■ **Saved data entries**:
— BEGIN —

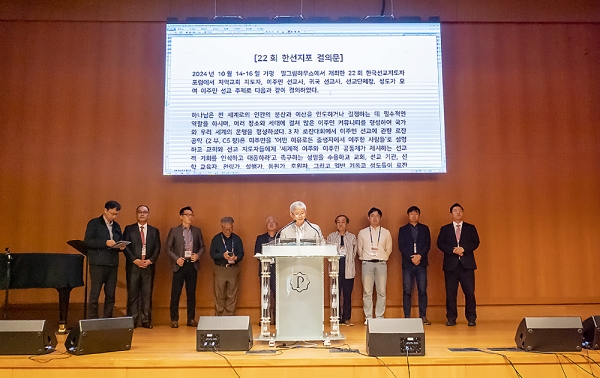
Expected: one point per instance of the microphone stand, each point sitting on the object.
(8, 258)
(318, 232)
(283, 228)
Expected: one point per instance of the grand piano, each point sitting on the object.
(59, 271)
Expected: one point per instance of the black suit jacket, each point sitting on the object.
(134, 250)
(406, 244)
(469, 240)
(176, 245)
(96, 235)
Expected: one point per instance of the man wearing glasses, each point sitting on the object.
(184, 246)
(227, 251)
(141, 256)
(101, 237)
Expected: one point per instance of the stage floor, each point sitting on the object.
(163, 351)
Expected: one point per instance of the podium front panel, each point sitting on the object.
(300, 298)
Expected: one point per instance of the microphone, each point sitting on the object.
(311, 226)
(283, 228)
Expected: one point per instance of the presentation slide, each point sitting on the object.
(330, 98)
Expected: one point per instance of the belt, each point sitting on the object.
(225, 265)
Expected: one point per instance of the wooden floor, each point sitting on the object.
(163, 352)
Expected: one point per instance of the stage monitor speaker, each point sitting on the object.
(220, 333)
(591, 332)
(550, 334)
(395, 337)
(100, 335)
(26, 337)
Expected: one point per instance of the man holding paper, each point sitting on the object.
(184, 246)
(141, 256)
(102, 238)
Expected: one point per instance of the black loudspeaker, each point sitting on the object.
(224, 333)
(551, 334)
(591, 332)
(395, 337)
(100, 335)
(26, 337)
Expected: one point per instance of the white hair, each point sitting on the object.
(297, 204)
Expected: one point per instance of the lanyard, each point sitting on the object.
(378, 238)
(188, 246)
(225, 245)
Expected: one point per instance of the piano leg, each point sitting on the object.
(64, 294)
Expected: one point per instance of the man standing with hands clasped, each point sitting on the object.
(374, 249)
(101, 237)
(414, 241)
(458, 240)
(227, 250)
(141, 255)
(184, 246)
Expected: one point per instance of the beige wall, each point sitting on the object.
(81, 122)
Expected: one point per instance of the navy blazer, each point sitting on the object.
(134, 250)
(96, 235)
(406, 244)
(176, 245)
(469, 240)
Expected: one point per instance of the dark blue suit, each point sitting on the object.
(410, 271)
(104, 264)
(140, 280)
(459, 269)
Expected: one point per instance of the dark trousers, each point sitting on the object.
(346, 286)
(139, 293)
(225, 280)
(413, 273)
(186, 274)
(102, 275)
(466, 278)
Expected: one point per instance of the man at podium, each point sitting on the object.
(301, 228)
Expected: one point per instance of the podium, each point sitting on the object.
(300, 290)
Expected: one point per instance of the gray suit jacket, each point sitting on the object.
(176, 245)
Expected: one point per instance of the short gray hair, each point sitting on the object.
(297, 204)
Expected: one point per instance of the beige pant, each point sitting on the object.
(226, 286)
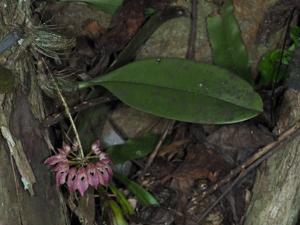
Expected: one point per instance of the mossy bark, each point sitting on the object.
(276, 193)
(28, 195)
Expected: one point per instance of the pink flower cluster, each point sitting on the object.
(80, 173)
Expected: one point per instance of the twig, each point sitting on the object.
(56, 117)
(67, 111)
(160, 142)
(236, 180)
(258, 157)
(193, 32)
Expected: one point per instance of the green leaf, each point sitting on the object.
(117, 215)
(182, 90)
(6, 80)
(126, 206)
(143, 196)
(108, 6)
(132, 149)
(268, 67)
(228, 48)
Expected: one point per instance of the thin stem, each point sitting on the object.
(68, 113)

— END —

■ **Problem requirements**: Arrange the records above as a two-column CSV with the headers "prompt" and "points", giving one row for each "Expected:" line. Put that line's text in the first column and the points listed beneath it in the second, enclosing each field in quotation marks, replacing line breaks with spaces, and leaving out the pictures.

■ **Output**:
prompt,points
"Expected: one point per instance of the microphone stand, each point sitting on the object.","(8, 258) (318, 232) (283, 228)"
"Expected: one point per instance of the grand piano, each point sitting on the object.","(59, 271)"
"Expected: one point per instance of the black suit jacket, each point sitting on the object.","(134, 250) (406, 244) (469, 240) (176, 245) (96, 235)"
"Expected: one point per instance of the man wearing glasses, each point sitting on the object.","(184, 246) (227, 251) (141, 256) (101, 237)"
"Expected: one point per instance of the stage floor, each point sitting on the object.","(163, 351)"
"Expected: one point per instance of the podium front panel, each point sitting on the object.","(300, 298)"
"Expected: one point per instance of the microphone, each point sitting on the object.","(311, 226) (283, 228)"
"Expected: one point per instance of the presentation slide, each point sitting on the object.","(330, 98)"
"Expected: one point per instance of the belt, each point sitting on the object.","(225, 265)"
"Expected: one point per instance of the wooden floor, each point sitting on the object.","(163, 352)"
"Expected: one point per instance of the stage monitor speaker, each point sitting on the object.","(220, 333) (591, 332) (550, 334) (395, 337) (100, 335) (26, 337)"
"Expected: one point per instance of the man holding paper, each point sitting on the object.","(184, 246) (141, 256) (102, 238)"
"Expected: one point per instance of the black loudspeaker, each point sitting on the object.","(224, 333) (551, 334) (591, 332) (395, 337) (100, 335) (26, 337)"
"Expected: one point per instance of the white hair, each point sitting on the object.","(297, 204)"
"Expected: one point per instance of the lanyard, each point sitting on the object.","(378, 238) (188, 246) (225, 245)"
"Expected: one point per instance of the piano leg, each point sitting on the object.","(64, 294)"
"Expected: one point per instance of the man standing with hands clasped, each point sitting on the object.","(374, 249) (101, 237) (414, 241) (458, 240) (227, 250) (141, 255) (184, 246)"
"Expected: one point per instance of the beige wall, each point sitting on the object.","(81, 122)"
"Expected: one point per instance of the navy blazer, each point sitting on the object.","(134, 250) (96, 235) (406, 244) (176, 245) (469, 240)"
"Expected: one point per instance of the dark blue suit, each point sitting on the object.","(410, 271) (104, 264) (140, 280) (459, 269)"
"Expected: one point per instance of the dark trousers, each point sitting on the object.","(346, 286) (139, 293) (225, 280) (413, 273) (186, 274) (102, 275) (466, 278)"
"Expected: one point per instance of the man at podium, each point sitting on the object.","(301, 228)"
"Expected: one point per instance of the podium, each point sitting on the object.","(300, 290)"
"Expected: one point per instance of the gray suit jacket, each point sitting on the object.","(176, 245)"
"Expected: one point per instance of the short gray hair, each point sitting on the object.","(297, 204)"
"Expected: one point per instance of the beige pant, each point sitting on the object.","(226, 286)"
"Expected: one point per instance of the mossy bark, each point sitting on the object.","(276, 193) (28, 195)"
"Expected: one point per instance of the pink flower cluster, each point sitting on the object.","(80, 173)"
"Expected: one point per instance of the twig, each point sitting on the object.","(56, 117) (67, 111) (160, 142) (236, 180) (258, 157) (193, 32)"
"Expected: one point per instance of the green leaf, each point sitting on the object.","(117, 215) (182, 90) (6, 80) (126, 206) (143, 196) (108, 6) (132, 149) (268, 67) (228, 48)"
"Expected: one point per instance of the thin stem, each point sitting on the object.","(68, 113)"